** HOW TO COMPLETE THIS TASK **
An exact transcription of all the data is required.

***** LISTED ENTRIES

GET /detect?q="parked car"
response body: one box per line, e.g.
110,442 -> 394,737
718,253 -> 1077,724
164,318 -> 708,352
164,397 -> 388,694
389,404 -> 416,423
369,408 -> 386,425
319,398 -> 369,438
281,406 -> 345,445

**********

** EXERCISE RESULT **
GET /detect?q="parked car"
response body: one box per line, e.g.
110,442 -> 394,737
718,253 -> 1077,724
164,318 -> 708,352
164,397 -> 388,694
389,404 -> 416,423
369,408 -> 386,425
319,398 -> 369,438
281,406 -> 345,445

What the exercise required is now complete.